Dataset items
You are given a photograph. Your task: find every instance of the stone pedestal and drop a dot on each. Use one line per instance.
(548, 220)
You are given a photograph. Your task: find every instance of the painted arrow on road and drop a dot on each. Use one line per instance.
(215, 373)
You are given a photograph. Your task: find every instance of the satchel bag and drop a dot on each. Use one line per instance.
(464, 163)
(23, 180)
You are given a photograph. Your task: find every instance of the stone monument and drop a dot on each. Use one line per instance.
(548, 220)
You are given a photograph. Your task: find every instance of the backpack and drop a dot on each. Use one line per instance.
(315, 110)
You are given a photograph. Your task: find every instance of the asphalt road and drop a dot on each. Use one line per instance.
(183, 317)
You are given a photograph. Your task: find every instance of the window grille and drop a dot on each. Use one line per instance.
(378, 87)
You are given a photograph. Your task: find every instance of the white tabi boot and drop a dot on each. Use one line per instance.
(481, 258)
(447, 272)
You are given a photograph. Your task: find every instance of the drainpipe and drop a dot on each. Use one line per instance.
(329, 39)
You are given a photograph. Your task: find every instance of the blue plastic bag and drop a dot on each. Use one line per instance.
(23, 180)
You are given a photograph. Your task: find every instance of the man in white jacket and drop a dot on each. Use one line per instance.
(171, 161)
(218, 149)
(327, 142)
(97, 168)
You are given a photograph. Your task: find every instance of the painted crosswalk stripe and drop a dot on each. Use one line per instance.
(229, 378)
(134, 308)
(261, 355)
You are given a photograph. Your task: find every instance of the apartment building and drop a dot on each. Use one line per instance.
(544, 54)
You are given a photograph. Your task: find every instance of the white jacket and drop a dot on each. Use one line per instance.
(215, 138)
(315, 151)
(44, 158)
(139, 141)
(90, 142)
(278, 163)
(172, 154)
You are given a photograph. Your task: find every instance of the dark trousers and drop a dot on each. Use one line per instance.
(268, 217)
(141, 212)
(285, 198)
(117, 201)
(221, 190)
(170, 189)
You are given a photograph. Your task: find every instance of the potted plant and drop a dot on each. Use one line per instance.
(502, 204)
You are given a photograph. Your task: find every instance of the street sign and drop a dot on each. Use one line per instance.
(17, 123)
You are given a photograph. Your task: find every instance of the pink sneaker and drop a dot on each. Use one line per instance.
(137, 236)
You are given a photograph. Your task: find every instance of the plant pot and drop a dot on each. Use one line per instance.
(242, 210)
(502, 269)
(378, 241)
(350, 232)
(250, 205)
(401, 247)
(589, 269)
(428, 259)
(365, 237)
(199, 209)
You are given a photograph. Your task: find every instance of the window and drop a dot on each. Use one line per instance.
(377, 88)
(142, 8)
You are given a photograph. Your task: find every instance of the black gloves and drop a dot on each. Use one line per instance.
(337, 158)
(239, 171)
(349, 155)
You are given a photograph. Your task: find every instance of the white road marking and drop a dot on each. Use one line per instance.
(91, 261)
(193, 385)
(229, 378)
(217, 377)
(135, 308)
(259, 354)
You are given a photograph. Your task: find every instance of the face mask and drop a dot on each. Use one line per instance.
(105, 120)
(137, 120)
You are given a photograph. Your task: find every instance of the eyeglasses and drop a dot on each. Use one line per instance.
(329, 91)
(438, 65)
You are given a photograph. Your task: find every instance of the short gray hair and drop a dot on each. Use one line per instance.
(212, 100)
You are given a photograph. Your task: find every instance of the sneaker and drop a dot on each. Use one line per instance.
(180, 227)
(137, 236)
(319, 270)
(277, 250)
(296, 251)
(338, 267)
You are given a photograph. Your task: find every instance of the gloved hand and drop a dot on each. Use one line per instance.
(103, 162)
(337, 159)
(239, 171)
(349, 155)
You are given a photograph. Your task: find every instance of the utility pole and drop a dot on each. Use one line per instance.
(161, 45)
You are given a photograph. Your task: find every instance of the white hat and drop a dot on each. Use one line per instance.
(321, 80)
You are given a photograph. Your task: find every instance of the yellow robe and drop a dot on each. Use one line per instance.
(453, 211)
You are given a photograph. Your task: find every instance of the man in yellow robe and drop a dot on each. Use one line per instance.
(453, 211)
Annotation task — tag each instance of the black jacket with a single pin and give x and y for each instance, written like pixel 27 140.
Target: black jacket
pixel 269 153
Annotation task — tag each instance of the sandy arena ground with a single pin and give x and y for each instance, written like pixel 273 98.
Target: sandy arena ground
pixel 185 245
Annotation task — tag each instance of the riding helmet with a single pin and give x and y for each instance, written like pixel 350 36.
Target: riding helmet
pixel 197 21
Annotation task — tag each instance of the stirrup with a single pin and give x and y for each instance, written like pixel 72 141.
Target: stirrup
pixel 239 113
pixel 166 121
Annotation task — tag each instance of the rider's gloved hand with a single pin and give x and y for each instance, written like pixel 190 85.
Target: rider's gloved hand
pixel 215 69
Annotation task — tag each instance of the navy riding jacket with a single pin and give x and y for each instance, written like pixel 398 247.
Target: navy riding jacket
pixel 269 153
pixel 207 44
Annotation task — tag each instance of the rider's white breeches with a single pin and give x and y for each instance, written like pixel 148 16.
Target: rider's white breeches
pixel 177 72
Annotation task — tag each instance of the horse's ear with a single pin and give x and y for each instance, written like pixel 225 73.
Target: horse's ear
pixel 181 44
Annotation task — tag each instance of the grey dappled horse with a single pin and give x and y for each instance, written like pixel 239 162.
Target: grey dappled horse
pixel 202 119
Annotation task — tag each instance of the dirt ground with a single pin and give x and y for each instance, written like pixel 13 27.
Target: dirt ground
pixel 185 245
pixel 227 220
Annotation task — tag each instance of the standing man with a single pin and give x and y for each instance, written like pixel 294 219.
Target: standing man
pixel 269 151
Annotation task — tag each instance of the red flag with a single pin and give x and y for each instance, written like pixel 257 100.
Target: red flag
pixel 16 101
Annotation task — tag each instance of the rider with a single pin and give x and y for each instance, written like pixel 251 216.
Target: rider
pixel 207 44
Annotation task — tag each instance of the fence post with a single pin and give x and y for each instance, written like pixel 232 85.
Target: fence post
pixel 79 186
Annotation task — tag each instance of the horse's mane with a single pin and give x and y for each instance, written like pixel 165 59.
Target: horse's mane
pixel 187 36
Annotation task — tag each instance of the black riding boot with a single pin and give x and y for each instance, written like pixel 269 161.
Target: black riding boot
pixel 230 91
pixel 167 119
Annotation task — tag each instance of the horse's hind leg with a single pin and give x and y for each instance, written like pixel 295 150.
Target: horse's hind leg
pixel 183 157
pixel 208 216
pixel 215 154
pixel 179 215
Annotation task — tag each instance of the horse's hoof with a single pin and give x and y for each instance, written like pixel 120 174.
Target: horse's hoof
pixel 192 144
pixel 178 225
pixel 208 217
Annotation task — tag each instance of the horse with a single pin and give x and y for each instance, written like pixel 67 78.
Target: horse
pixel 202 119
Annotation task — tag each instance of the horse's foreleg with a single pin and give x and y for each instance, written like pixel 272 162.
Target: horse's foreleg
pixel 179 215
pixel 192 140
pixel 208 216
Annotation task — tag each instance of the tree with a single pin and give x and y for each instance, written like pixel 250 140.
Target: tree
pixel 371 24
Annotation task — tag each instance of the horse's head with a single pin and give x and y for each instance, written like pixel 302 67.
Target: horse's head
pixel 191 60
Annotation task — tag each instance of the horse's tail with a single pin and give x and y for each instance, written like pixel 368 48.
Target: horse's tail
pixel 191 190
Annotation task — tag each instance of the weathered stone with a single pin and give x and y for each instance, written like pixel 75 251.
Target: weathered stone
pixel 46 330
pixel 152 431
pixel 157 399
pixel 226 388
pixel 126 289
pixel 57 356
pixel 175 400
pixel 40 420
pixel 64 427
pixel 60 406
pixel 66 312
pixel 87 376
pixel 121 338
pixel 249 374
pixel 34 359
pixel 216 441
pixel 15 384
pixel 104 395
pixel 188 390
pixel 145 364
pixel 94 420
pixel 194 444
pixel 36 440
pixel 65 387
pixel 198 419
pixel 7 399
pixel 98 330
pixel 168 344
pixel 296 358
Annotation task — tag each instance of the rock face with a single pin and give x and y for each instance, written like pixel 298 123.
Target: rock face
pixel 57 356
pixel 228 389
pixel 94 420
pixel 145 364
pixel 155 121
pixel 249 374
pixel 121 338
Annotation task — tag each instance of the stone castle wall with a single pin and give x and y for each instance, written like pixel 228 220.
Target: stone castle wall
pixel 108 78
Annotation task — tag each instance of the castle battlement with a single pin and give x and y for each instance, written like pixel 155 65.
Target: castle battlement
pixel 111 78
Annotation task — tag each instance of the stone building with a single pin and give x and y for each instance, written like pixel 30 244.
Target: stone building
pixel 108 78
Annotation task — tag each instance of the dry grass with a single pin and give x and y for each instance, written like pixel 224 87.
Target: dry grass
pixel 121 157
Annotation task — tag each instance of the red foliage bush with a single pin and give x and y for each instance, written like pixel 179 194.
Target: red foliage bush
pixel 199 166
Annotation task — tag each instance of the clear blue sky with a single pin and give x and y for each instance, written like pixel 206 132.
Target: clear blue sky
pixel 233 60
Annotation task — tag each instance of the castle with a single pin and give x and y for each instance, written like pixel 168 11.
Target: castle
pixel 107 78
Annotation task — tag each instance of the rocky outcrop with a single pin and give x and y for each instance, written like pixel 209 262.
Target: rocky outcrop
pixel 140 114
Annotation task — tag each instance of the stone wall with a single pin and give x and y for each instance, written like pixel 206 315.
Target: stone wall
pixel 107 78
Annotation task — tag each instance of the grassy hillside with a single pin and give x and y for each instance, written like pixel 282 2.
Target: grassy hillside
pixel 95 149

* Requirement: What must be transcribed is the run of lines from the one containing "Annotation task — tag each instance of the red foliage" to the last line of the data above, inclusive, and only that.

* The answer:
Annotation task — tag each instance of the red foliage bush with a single pin and give x and y for each instance, written like pixel 179 194.
Target: red foliage bush
pixel 199 166
Annotation task — tag each instance of the clear blue sky with a single pin and give x and y for each instance, written like pixel 206 132.
Target: clear blue sky
pixel 233 60
Annotation task — tag each instance of the castle with a single pin and give x and y for each instance, written like pixel 168 11.
Target: castle
pixel 107 78
Annotation task — tag each instance of the rocky outcrop with a single pin and give x and y for each instance, written like pixel 209 262.
Target: rocky outcrop
pixel 140 114
Annotation task — tag each instance of the stone wall with a single pin and give x and y for each instance, written like pixel 206 315.
Target: stone wall
pixel 107 78
Annotation task — tag each instance of the grassy hillside with a single pin and give x and y for each instance, written like pixel 282 2.
Target: grassy hillside
pixel 95 149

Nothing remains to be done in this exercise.